--- start of Exercise inputs ---

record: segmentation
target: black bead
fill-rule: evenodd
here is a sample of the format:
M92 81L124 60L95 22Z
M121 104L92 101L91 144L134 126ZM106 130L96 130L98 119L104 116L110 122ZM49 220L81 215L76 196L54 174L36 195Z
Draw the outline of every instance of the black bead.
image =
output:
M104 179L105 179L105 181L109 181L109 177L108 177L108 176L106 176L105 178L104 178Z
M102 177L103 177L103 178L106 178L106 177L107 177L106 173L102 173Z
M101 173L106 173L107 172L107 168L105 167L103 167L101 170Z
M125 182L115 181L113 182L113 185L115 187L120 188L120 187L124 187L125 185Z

--- end of Exercise inputs ---

What to do: List each line from the entries above that contains the string "bead". Case counts.

Response below:
target: black bead
Draw the outline of every instance of the black bead.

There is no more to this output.